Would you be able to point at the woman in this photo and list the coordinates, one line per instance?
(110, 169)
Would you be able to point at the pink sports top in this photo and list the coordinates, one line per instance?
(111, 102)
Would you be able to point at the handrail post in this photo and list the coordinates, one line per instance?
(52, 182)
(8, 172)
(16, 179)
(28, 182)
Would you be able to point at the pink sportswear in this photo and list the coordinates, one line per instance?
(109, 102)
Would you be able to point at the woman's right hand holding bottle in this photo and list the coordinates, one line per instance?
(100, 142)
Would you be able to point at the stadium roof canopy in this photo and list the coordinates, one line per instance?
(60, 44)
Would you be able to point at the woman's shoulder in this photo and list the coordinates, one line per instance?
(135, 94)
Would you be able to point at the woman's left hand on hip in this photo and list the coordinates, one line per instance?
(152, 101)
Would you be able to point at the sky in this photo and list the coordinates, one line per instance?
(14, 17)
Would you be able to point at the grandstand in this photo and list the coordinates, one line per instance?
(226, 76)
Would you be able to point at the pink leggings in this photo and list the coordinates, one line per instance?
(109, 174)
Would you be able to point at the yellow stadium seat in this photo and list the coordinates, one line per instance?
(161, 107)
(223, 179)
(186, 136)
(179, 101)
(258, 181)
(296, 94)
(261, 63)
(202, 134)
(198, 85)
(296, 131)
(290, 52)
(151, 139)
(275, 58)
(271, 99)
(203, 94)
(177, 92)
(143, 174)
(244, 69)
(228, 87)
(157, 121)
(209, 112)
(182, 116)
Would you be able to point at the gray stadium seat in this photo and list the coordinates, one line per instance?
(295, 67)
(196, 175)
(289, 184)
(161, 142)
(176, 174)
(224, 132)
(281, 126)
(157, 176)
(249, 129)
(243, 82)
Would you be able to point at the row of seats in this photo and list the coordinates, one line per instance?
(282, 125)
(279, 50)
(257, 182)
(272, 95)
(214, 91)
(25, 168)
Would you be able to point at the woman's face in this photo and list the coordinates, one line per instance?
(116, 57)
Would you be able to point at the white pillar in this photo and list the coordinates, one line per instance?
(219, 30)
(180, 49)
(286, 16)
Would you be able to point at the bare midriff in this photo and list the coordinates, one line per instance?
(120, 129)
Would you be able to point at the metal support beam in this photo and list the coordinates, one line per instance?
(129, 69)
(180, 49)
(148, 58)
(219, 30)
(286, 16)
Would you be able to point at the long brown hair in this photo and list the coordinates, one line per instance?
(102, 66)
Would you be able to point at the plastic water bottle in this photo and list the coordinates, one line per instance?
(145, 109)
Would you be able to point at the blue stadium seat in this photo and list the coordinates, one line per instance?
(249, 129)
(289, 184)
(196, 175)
——
* **Work instructions**
Starting at the line that contains "Would you be able to point at the woman's face", copy the listing through its end, and change every "coordinates" to "positions" while leaving everything else unchanged.

* **Solved problem**
Would you be able to point at the woman's face in this photo and list the positions, one line per instance?
(116, 57)
Would you be able to point at the white pillar in this photo and list the positions, one line per instance?
(219, 30)
(180, 49)
(286, 16)
Would you be able to point at the bare midriff in this photo and list the positions, one line per instance?
(120, 129)
Would you be able to point at the metal support beam in this photo and list the positions, one line per instance?
(129, 69)
(180, 49)
(148, 58)
(219, 30)
(286, 16)
Would you be able to point at the long brown hair in this photo and list the positions, one line per instance?
(102, 66)
Would you be able to point at the plastic water bottle in this photo and list the positions, one line per instance?
(145, 109)
Would you be able to point at the blue stadium seat in this photo and list the positions, one line per instance?
(249, 129)
(289, 184)
(196, 175)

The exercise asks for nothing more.